**Things to do**
- a) Using the Veterans Agency text, answer each question:
(i) On what date was the agency amalgamated into the Service Personnel and Veterans Agency?
(ii) In what year did the War Pensions Agency change its name to the Veterans Agency?
(iii) About how many war pensioners and war widow(er)s does the War Pensions Scheme support?
- b) Carry on writing the Veterans Agency text from its final sentence.

**Selected text**
--- START ---

= Veterans Agency =

Former executive agency in the UK

Logo of Veterans Agency

The Veterans Agency was an Executive Agency of the UK government's Ministry of Defence (MoD). It was amalgamated into the Service Personnel and Veterans Agency (SPVA) on 2 April 2007 under the brand Veterans-UK.

==History==
It was formerly known as the "War Pensions Agency" and was part of the Department of Social Security. When, in 2001, the latter was reorganised into the Department for Work and Pensions, the War Pensions Agency became an Executive Agency of the Ministry of Defence and, in 2003, changed its name to the Veterans Agency.

It was the single point of contact within the MoD for providing information, help and advice on issues of concern to veterans and their families. It did this through its free Helpline, welfare service and website.

The term 'veteran' is used to mean all those who have served in HM Armed Forces (whether Regular or Reserve). This group has been commonly known as ex-Service personnel. The term veteran also includes their widows/widowers and their dependants as part of the veterans' community. As well as all members of the Armed Forces the term veteran also, exceptionally, includes those members of the Merchant Navy who played a vital role in legally defined military operations. The veterans' community is therefore a wide and disparate population, estimated to be over 10 million people in the United Kingdom.

The Agency provided advice on a wide range of subjects including benefits and welfare issues, pensions and compensation, Service records and medals etc.

==The Veterans Agency Vision==
Service excellence for veterans and Serving personnel.

==Core functions==
To administer the War Pensions Scheme which provides financial support to approximately 250,000 war pensioners and war widow(er)s living in over 100 countries throughout the world, although most are resident in the UK.

The Agency also administered the Armed Forces Compensation Scheme. This was mainly applicable to Serving personnel.

In addition, the Agency managed the War Pensioners' Welfare Service (WPWS) which in turn manages Ilford Park Polish Home (IPPH).

--- END ---

**Supplied data**

--- START ---

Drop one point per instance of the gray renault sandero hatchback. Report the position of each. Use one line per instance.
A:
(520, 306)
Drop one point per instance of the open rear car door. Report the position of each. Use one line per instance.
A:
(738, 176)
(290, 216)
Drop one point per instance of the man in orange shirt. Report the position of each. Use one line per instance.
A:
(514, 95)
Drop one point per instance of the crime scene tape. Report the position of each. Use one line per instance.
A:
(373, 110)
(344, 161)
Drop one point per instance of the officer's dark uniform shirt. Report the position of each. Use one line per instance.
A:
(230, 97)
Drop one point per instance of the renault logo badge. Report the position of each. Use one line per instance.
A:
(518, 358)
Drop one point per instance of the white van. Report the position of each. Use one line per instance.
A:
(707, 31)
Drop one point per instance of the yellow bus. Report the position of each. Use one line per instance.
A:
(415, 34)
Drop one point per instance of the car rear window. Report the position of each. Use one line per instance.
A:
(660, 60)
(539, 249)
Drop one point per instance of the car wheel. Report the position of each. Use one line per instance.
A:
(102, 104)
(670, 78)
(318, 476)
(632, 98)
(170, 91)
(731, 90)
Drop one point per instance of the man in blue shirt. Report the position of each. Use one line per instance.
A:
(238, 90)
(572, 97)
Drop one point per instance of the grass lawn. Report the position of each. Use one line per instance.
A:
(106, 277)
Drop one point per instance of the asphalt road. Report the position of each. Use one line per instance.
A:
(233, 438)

--- END ---

**Results for each task**
- a)
(i) 2 April 2007
(ii) 2003
(iii) Approximately 250,000

- b)
The War Pensioners’ Welfare Service gives support to existing War Pensioners, war widow(er)s and veterans who are in the process of making a claim for a war disablement pension. WPWS will arrange home visits as required to discuss any particular issues that may be affecting individuals. Welfare managers often liaise with colleagues in other Government departments or ex-Service organisations to ensure the best help and advice is supplied where needed.

Ilford Park Polish Home provides residential and nursing care to people who qualify for admission under the 1947 Polish Resettlement Act.

The Agency contributed to a greater awareness of veterans and their concerns, undertaking a programme of PR activity.

==Also==
The Agency also:
- co-ordinated, managed and delivered services to the veterans community as directed by United Kingdom Government;
- administered the ex-gratia payment scheme for former prisoners of the Japanese in World War II in accordance with Government policy; and
- contributed to advice given to the Department and Ministers on war pensions policy matters.

==Additional functions==
In addition to the above core functions, the Agency:
- provided administrative support to the Central Advisory Committee (CAC) on war pensions and War Pensions Committees (WPC);
- administered the nomination of Government appointees to certain charitable bodies
- co-ordinated nominations for non-State honours from ex-Service organisations representing war pensioners, war widow(er)s and WPC's; and
- contributed to the management of Leopardstown Park Hospital, Dublin.